Liste des tâches:
**1)** D’après l’article sur l’enquête parlementaire, quel parti de l’opposition porte l’initiative ?
**2)** Dans l’article sur l’enquête parlementaire, recopiez le passage commençant par « Vers une crise » et allant jusqu’à « Parti démocratique sénégalais. », en substituant « mission d’information » à « commission d’enquête parlementaire ».
**3)** Reprenez l’article sur l’enquête parlementaire visant le Conseil constitutionnel et poursuivez-en la rédaction à partir de sa dernière phrase.

Texte présenté:
Publié le 30 Jan 2024 - 11:15
ENQUÊTE PARLEMENTAIRE

Vers une crise sans précédent

 

Des députés de la majorité et de l’opposition font bloc pour mettre en place une commission d’enquête parlementaire. Les magistrats font bloc pour défendre le Conseil constitutionnel. L’Exécutif fait semblant de garder une certaine distance et une neutralité trahie par la posture assumée des instances du parti au pouvoir.

 

C’est une situation rarissime, pour ne pas dire inédite. D’habitude, il était reproché au Judiciaire d’être plutôt à la solde des régimes successifs. Depuis quelques jours, la rhétorique est tout autre. Le Législatif soupçonne le Judiciaire de conflit d’intérêts. Et l’Exécutif, même s’il ne se prononce pas, pour le moment, de manière officielle, semble bénir l’initiative portée par un parti de l’opposition, en l’occurrence le Parti démocratique sénégalais.

Hier, un pas décisif a été posé dans ce ‘’Mortal Kombat’’. Malgré les critiques et autres contestations issues des milieux politiques, judiciaires et de la société civile, l’Assemblée nationale refuse de lâcher du lest. À la suite du bureau qui s’est réuni le jeudi 25 janvier, au lendemain de l’annonce de sa saisine par le PDS, de la Conférence des présidents qui s’est réunie le vendredi 26, la Commission des lois s’est réunie hier pour voter le projet de résolution.

Et comme l’on pouvait s’y attendre, la requête est passée comme lettre à La Poste. ‘’Elle a été votée à l’unanimité’’, souligne un député du PDS.

Matériel fourni:
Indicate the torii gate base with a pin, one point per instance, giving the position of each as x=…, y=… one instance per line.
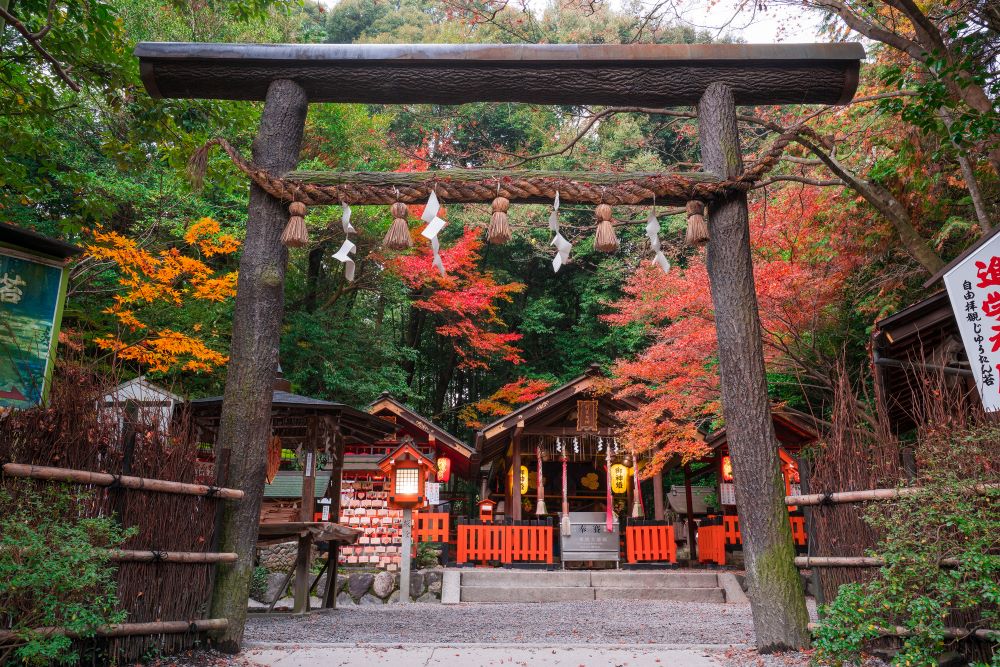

Réponses données:
**1)** Le Parti démocratique sénégalais (PDS).

**2)**
Vers une crise sans précédent

 

Des députés de la majorité et de l’opposition font bloc pour mettre en place une mission d’information. Les magistrats font bloc pour défendre le Conseil constitutionnel. L’Exécutif fait semblant de garder une certaine distance et une neutralité trahie par la posture assumée des instances du parti au pouvoir.

 

C’est une situation rarissime, pour ne pas dire inédite. D’habitude, il était reproché au Judiciaire d’être plutôt à la solde des régimes successifs. Depuis quelques jours, la rhétorique est tout autre. Le Législatif soupçonne le Judiciaire de conflit d’intérêts. Et l’Exécutif, même s’il ne se prononce pas, pour le moment, de manière officielle, semble bénir l’initiative portée par un parti de l’opposition, en l’occurrence le Parti démocratique sénégalais.

**3)**
Sur son compte X, Karim Wade, candidat exclu du parti libéral, n’a pas tardé à réagir. Pour lui, cette étape marque un ‘’progrès vers une plus grande transparence dans notre processus électoral. C'est une avancée significative vers la révélation de la vérité, une étape importante pour dévoiler ce qui s'est réellement passé au sein du Conseil constitutionnel. Je salue ce progrès vers une plus grande transparence dans notre processus électoral’’, s’est-il félicité.

Chez les magistrats, en revanche, l’on ne se réjouit pas du tout de cette procédure qui ne cesse de s’emballer depuis son lancement la semaine dernière. Suite au communiqué publié le week-end par l’Union des magistrats du  Sénégal (UMS), c’est au tour des mis en cause de monter au créneau pour laver leur honneur. Et c’est le juge Cheikh Ndiaye qui lance la contre-offensive en annonçant une saisine du parquet ‘’pour outrage à magistrat, diffamation, discrédit sur une décision de justice, entre autres infractions contre les auteurs non identifiés de la déclaration non signée d’un parti politique évoquant des faits de corruptions et de collusion avec certains hommes politiques’’.

Le magistrat ne compte pas s’en limiter aux auteurs de la déclaration, il annonce également des poursuites contre ‘’toute personne ayant relayé directement ou indirectement ces accusations’’ qu’il qualifie de ‘’diffamatoires et mensongères à son encontre’’, rapporte son avocat Maître Bamba Cissé.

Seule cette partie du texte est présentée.